Object position labeling entries:
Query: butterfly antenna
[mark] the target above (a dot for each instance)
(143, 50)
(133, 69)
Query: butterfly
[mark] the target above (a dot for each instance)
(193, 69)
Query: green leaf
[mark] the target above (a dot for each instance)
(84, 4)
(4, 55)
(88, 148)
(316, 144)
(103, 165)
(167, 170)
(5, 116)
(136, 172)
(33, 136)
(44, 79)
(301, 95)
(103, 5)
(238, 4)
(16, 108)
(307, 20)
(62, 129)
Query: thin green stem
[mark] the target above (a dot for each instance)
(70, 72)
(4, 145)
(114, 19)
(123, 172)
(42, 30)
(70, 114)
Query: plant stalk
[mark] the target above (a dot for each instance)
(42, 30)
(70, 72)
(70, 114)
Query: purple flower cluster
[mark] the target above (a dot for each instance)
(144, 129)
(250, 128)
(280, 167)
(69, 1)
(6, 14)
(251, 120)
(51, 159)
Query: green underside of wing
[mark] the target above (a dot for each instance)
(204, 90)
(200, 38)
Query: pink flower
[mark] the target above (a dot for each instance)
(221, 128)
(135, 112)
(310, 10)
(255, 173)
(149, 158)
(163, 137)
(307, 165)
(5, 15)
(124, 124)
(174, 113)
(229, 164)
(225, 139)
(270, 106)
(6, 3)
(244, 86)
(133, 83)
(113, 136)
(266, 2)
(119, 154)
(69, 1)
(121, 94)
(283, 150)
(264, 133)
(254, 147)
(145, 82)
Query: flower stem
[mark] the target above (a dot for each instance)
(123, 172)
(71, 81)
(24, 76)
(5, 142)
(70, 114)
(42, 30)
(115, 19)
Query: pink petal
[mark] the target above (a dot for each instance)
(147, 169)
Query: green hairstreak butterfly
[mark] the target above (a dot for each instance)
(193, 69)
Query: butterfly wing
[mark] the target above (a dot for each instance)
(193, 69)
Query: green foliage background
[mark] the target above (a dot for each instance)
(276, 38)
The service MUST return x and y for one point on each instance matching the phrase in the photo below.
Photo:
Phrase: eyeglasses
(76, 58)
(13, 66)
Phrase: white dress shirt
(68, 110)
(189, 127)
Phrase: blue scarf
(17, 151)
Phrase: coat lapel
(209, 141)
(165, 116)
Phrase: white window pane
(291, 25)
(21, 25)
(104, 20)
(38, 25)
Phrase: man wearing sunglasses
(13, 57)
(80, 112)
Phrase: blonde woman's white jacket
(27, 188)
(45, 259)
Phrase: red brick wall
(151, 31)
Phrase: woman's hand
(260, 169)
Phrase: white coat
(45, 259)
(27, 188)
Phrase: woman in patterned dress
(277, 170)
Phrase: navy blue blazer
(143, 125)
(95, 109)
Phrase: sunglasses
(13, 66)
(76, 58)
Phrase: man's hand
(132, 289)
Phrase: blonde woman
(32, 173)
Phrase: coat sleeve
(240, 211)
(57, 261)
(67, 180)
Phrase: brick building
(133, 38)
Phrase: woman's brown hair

TASK REQUIREMENTS: Lay out every line of the items above as a numbered list, skipping any blank lines.

OUTPUT FOR THIS TASK:
1. Query: butterfly antenna
2. [mark] the target above (a dot for each instance)
3. (143, 50)
4. (133, 69)
5. Query: butterfly
6. [mark] the target above (a dot for each instance)
7. (193, 69)
8. Query: green leaf
9. [mark] the target above (a dot for each instance)
10. (84, 4)
11. (4, 55)
12. (88, 148)
13. (316, 144)
14. (103, 165)
15. (167, 170)
16. (5, 116)
17. (136, 172)
18. (33, 136)
19. (44, 79)
20. (301, 95)
21. (103, 5)
22. (238, 4)
23. (16, 108)
24. (307, 20)
25. (62, 129)
26. Query: thin green stem
27. [mark] the target above (a dot for each instance)
28. (70, 72)
29. (4, 145)
30. (114, 19)
31. (123, 172)
32. (42, 30)
33. (70, 114)
34. Query: plant stalk
35. [mark] the target above (a dot for each instance)
36. (42, 30)
37. (70, 72)
38. (70, 114)
39. Query: purple flower cluster
40. [mark] the target above (a dot for each instance)
41. (144, 129)
42. (250, 128)
43. (280, 167)
44. (69, 1)
45. (6, 14)
46. (251, 120)
47. (51, 159)
48. Query: green underside of wing
49. [mark] the target above (a dot for each instance)
50. (204, 90)
51. (200, 38)
52. Query: pink flower
53. [mark] the target above (a dot for each instance)
54. (221, 128)
55. (135, 112)
56. (310, 10)
57. (255, 173)
58. (149, 158)
59. (163, 137)
60. (307, 165)
61. (5, 15)
62. (124, 124)
63. (174, 113)
64. (229, 164)
65. (225, 139)
66. (270, 106)
67. (6, 3)
68. (244, 86)
69. (133, 83)
70. (113, 136)
71. (266, 2)
72. (119, 154)
73. (69, 1)
74. (121, 94)
75. (283, 150)
76. (264, 133)
77. (254, 147)
78. (145, 82)
79. Query: flower stem
80. [mark] the target above (a dot for each instance)
81. (123, 172)
82. (71, 81)
83. (24, 76)
84. (5, 142)
85. (70, 114)
86. (42, 30)
87. (115, 19)
88. Query: pink petal
89. [mark] the target above (a dot for each instance)
90. (147, 169)
91. Query: green hairstreak butterfly
92. [mark] the target above (a dot for each instance)
93. (193, 69)
94. Query: butterfly wing
95. [mark] the target above (a dot for each instance)
96. (193, 69)
97. Query: green foliage background
98. [mark] the target above (a dot for each instance)
99. (276, 38)
100. The service MUST return x and y for one point on each instance matching the phrase in the photo below.
101. Photo:
102. Phrase: eyeglasses
103. (76, 58)
104. (13, 66)
105. Phrase: white dress shirt
106. (68, 110)
107. (189, 127)
108. Phrase: blue scarf
109. (17, 151)
110. Phrase: coat lapel
111. (209, 141)
112. (165, 116)
113. Phrase: white window pane
114. (291, 25)
115. (21, 25)
116. (104, 20)
117. (38, 25)
118. Phrase: man wearing sunglasses
119. (13, 57)
120. (80, 112)
121. Phrase: blonde woman's white jacket
122. (27, 188)
123. (45, 259)
124. Phrase: red brick wall
125. (151, 31)
126. Phrase: woman's hand
127. (260, 169)
128. Phrase: white coat
129. (45, 259)
130. (27, 188)
131. Phrase: woman in patterned dress
132. (277, 170)
133. Phrase: navy blue blazer
134. (143, 125)
135. (95, 109)
136. Phrase: sunglasses
137. (13, 66)
138. (76, 58)
139. Phrase: man's hand
140. (132, 289)
141. Phrase: blonde woman
142. (32, 173)
143. Phrase: coat sleeve
144. (240, 211)
145. (57, 261)
146. (67, 180)
147. Phrase: brick building
148. (133, 38)
149. Phrase: woman's brown hair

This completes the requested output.